# What is expected
Extract every line in the items below that contains the word "white".

# Data to process
--- BEGIN ---

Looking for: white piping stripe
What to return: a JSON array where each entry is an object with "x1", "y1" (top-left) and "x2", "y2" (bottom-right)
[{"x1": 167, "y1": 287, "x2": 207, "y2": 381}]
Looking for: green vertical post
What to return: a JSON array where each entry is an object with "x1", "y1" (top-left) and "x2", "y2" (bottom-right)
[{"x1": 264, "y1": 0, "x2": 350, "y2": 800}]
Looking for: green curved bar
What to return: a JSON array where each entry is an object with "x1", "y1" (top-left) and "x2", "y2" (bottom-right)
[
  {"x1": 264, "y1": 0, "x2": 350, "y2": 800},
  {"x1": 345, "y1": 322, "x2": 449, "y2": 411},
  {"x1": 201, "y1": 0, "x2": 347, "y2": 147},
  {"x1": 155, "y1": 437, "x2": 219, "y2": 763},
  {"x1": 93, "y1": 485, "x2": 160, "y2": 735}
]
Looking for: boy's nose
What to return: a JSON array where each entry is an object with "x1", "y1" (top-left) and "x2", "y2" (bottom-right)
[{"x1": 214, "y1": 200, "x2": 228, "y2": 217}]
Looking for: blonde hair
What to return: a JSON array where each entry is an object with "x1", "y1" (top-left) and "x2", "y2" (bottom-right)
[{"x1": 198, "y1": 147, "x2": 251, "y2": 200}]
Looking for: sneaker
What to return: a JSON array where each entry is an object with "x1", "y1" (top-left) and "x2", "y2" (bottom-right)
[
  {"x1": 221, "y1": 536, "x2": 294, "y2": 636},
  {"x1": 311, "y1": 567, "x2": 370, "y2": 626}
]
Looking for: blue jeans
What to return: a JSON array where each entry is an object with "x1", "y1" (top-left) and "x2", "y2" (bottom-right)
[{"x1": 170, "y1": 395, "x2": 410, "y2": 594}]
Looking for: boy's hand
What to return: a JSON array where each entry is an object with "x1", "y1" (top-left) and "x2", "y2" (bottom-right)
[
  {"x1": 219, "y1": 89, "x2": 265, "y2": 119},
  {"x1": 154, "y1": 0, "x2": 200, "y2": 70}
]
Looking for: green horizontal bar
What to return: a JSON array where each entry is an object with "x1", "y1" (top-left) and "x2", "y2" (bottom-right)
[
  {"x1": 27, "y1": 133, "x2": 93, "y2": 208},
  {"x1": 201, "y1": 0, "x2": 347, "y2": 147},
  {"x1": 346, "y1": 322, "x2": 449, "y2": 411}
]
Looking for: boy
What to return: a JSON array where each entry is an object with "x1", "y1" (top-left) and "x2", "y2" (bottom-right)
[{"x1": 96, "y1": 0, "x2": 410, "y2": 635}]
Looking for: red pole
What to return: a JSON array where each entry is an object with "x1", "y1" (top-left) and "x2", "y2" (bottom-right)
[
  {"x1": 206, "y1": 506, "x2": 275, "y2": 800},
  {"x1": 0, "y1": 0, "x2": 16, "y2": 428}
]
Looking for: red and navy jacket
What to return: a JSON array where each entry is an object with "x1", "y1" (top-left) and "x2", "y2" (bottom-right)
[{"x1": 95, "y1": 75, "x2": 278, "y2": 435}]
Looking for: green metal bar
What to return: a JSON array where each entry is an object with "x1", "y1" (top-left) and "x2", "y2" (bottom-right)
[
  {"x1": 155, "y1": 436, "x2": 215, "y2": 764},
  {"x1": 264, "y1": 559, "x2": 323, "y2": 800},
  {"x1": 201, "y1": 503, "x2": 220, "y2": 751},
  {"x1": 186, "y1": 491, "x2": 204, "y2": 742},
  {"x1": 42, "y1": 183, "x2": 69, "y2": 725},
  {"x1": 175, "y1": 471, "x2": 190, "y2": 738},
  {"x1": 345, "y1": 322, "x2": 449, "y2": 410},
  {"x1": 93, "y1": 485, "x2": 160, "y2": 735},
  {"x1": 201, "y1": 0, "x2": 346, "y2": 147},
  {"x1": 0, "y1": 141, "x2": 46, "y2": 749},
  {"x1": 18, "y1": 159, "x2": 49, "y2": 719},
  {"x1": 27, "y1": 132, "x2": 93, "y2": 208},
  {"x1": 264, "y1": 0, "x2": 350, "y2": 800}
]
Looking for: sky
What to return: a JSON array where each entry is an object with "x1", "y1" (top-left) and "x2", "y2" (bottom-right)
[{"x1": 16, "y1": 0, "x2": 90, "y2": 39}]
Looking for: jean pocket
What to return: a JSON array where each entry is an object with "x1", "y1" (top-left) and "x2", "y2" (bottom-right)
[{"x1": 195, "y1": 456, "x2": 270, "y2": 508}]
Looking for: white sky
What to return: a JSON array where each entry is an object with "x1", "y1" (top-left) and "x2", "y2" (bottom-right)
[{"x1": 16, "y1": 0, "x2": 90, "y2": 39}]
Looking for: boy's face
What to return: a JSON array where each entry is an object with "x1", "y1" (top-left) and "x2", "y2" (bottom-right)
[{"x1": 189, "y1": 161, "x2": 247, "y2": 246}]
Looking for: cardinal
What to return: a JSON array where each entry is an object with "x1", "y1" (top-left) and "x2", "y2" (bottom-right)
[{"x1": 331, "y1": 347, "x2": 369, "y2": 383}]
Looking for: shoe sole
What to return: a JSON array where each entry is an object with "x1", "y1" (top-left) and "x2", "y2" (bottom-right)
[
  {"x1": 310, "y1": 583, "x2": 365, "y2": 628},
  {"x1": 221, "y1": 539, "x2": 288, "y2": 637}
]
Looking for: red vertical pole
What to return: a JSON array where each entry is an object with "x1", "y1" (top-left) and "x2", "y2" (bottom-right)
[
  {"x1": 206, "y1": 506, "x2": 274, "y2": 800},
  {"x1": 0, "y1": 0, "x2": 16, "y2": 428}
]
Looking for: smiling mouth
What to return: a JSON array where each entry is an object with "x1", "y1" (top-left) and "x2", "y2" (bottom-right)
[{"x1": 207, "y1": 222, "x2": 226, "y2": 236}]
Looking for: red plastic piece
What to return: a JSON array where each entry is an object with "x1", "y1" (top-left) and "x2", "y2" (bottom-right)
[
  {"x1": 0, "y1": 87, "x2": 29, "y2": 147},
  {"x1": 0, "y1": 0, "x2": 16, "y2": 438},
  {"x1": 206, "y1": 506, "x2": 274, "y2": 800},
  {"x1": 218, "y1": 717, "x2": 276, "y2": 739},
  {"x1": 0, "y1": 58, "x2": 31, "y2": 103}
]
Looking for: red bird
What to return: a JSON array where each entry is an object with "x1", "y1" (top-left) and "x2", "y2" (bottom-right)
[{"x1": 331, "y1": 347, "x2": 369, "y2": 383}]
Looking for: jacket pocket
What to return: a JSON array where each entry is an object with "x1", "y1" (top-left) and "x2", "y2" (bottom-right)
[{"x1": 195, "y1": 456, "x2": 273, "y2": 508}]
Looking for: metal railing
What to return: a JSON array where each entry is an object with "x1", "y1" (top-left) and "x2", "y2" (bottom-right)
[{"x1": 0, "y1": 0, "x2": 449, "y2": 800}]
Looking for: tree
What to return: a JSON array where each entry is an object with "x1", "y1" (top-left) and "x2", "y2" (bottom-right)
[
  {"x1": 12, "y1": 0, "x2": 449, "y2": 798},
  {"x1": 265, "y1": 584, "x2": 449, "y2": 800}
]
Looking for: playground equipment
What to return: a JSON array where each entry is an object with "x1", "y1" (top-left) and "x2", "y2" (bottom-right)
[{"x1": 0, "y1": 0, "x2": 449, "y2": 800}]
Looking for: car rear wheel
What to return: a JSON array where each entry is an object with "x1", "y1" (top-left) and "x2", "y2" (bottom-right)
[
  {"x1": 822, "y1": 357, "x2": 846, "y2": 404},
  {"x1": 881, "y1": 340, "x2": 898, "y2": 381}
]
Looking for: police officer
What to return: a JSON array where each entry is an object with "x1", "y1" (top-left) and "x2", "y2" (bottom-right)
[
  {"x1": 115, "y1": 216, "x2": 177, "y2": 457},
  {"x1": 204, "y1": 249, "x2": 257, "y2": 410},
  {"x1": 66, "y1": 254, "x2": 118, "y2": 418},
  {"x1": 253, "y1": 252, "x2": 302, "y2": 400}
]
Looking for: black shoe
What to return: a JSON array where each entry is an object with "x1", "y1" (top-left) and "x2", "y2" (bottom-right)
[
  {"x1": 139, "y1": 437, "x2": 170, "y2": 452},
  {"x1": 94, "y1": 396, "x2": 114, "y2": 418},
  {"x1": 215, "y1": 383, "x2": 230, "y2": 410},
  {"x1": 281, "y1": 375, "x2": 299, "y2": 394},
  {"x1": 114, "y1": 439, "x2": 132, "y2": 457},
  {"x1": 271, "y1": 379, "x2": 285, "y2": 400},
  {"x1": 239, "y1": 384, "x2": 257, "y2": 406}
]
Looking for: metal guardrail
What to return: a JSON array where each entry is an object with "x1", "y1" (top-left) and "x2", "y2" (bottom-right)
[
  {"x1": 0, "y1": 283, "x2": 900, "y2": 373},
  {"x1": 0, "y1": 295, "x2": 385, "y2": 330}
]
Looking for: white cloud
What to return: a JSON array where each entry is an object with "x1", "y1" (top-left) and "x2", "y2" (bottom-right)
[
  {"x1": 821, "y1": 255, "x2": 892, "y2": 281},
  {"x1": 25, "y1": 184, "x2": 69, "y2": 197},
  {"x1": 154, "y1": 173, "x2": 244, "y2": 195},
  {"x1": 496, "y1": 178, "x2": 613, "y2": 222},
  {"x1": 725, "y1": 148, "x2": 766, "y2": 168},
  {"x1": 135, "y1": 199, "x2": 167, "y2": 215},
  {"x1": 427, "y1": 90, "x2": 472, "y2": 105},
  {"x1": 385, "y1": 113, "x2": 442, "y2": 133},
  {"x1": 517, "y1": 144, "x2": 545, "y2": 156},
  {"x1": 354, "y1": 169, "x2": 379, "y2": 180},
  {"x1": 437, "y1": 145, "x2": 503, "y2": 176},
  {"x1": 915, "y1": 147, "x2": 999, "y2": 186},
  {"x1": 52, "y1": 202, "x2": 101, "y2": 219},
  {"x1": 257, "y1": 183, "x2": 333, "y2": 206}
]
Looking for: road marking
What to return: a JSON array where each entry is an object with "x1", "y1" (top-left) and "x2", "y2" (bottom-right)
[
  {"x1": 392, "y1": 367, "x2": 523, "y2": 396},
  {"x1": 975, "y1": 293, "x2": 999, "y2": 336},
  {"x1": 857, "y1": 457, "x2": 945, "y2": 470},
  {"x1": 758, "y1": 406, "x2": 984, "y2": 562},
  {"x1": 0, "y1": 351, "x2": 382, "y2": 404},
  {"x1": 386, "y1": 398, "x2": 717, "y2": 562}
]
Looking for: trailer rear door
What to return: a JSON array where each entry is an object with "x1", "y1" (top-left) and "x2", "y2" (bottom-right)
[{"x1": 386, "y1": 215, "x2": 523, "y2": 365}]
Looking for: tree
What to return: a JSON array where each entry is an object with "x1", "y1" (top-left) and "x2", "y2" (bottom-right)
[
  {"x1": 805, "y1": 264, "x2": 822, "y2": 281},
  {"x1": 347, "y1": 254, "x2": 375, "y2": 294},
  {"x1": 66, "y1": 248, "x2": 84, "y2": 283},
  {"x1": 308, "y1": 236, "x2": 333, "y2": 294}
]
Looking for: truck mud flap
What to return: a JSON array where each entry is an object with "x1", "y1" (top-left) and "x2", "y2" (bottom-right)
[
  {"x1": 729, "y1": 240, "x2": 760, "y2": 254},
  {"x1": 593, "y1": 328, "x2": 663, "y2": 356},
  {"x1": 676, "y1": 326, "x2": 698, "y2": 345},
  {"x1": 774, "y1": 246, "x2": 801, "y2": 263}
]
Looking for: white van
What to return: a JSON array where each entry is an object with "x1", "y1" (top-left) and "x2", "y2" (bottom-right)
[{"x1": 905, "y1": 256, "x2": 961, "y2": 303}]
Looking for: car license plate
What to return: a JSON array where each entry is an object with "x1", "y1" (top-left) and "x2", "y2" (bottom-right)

--- END ---

# Output for this task
Looking for: white piping stripe
Looking for: white sky
Looking for: white cloud
Looking for: white van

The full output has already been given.